# DESCRIPTION OF THE TASK
Please return the listing below word for word, minus its pictures.

# DATA TO USE

^^^^^^^^^^^^^^^^

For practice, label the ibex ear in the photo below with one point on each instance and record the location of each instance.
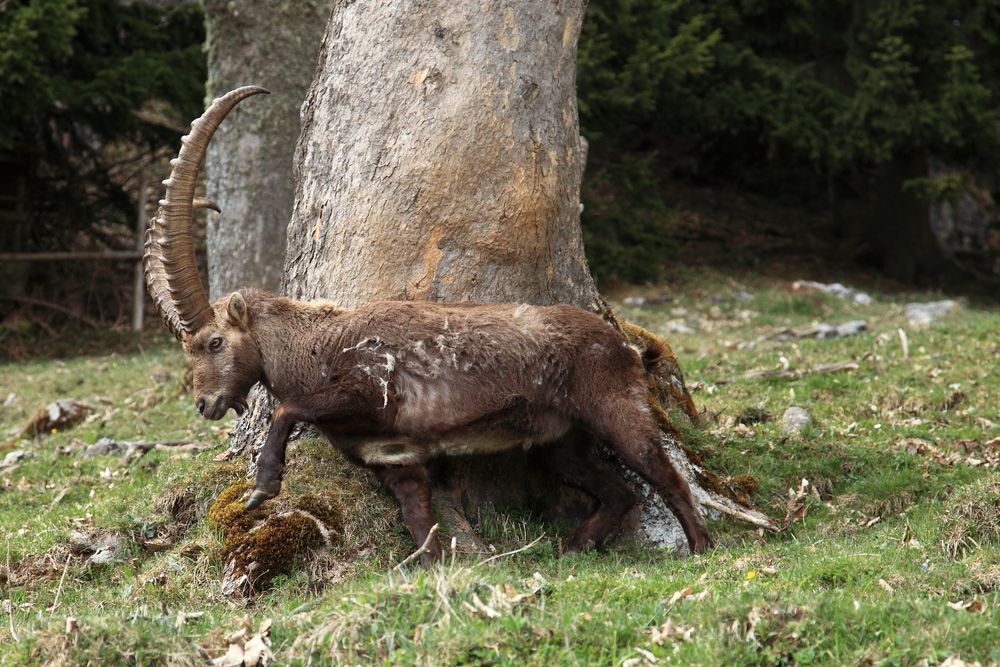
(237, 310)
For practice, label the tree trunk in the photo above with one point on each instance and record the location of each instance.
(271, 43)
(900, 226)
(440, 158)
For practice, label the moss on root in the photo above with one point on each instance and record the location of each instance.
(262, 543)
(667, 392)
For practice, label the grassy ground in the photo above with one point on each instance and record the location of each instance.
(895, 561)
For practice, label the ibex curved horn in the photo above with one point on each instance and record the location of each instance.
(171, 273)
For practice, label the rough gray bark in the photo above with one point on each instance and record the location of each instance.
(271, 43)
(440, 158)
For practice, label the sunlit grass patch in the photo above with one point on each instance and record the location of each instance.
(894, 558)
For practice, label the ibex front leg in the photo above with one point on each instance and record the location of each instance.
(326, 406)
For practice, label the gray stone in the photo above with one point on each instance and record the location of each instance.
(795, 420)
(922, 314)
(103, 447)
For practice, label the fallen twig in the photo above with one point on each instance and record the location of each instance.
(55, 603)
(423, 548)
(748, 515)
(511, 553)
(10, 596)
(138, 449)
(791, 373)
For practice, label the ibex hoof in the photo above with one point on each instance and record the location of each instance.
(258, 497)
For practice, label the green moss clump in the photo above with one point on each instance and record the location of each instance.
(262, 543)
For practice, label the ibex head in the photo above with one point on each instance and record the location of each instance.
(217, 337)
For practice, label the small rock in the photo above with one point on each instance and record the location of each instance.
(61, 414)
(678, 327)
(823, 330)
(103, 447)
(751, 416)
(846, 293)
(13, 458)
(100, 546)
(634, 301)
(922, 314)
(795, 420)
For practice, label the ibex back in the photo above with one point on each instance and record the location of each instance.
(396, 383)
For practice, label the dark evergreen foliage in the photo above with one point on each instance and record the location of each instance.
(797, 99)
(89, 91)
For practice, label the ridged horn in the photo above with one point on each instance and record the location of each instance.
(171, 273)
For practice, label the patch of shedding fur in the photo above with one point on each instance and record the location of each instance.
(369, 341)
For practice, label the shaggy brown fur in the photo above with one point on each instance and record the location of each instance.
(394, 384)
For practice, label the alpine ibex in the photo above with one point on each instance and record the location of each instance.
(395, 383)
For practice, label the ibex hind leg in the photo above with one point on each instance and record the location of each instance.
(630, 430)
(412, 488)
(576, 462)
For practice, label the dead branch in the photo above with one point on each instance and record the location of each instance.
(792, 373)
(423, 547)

^^^^^^^^^^^^^^^^

# ANSWER
For practice, label the ibex ear in the photo below with one point on each instance and record the location of each instance.
(237, 310)
For practice, label the tree trunk in the photo above with one point on each instance and record the location of each instance.
(271, 43)
(900, 226)
(440, 158)
For practice, label the moss on root in the photo above with one point on each instance and record the location of each instance.
(262, 543)
(667, 392)
For practice, label the grassy ground in the photo above with one point on each instance and record the location of each instance.
(895, 561)
For practice, label the ibex curved horn in the photo above with one point on each instance and record the location of each instance.
(171, 273)
For practice, label the rough gray bark in the photo above with one point on each instance and record the location of each instance.
(271, 43)
(440, 158)
For practice, label the sunlit grass patch in the photo above with one point on each instance and record the location of each instance.
(894, 558)
For practice, label the ibex front leg in the photo above with one point on each instance and record the location of each instance.
(326, 406)
For practice, label the gray stone in the photo above with one point on each instance and record the location of each instance.
(795, 420)
(922, 314)
(103, 447)
For practice, label the fallen twig in the photo above with one point on each instance and record the location of each instance.
(55, 603)
(423, 548)
(748, 515)
(511, 553)
(10, 596)
(138, 449)
(791, 373)
For practice, label the ibex hoof in the photo above with one point on each instance and record the location of each instance.
(258, 497)
For practice, label the green moss clump in the photo above with one point on each instance and record the location of each instance.
(262, 543)
For practice, label the ibex head in the photo above with one point on each instance and record the location of each instance.
(217, 337)
For practice, label the small rock in the photo above with one point on each instance and record the location of each instance.
(61, 414)
(678, 327)
(823, 330)
(103, 447)
(751, 416)
(846, 293)
(13, 458)
(100, 546)
(634, 301)
(922, 314)
(795, 420)
For practice, label the ibex back in the photo above with one point on each instance and record the location of each instance.
(396, 383)
For practice, label the dark evergreen foliage in the photo above with one point on each instance and record the location of each instance.
(797, 99)
(89, 91)
For practice, label the ridged horn in the photo above with one point on each instance and record the location of each instance.
(171, 273)
For practice, label the patch of shedding fur in the photo above with one point on each instance and record the location of each instance.
(369, 341)
For practice, label the shaggy brown fur in the photo above with one point on each instance and record the location of each instance.
(394, 384)
For practice, label the alpine ibex in the photo above with one point on each instance and record the location of each instance.
(395, 383)
For practice, label the ibex hind leg in the photo above with one point on each instance and record the location of each instance.
(630, 430)
(412, 488)
(576, 462)
For practice, label the dead branch in the photo above with one point on each instance and record the location of each instance.
(792, 373)
(423, 547)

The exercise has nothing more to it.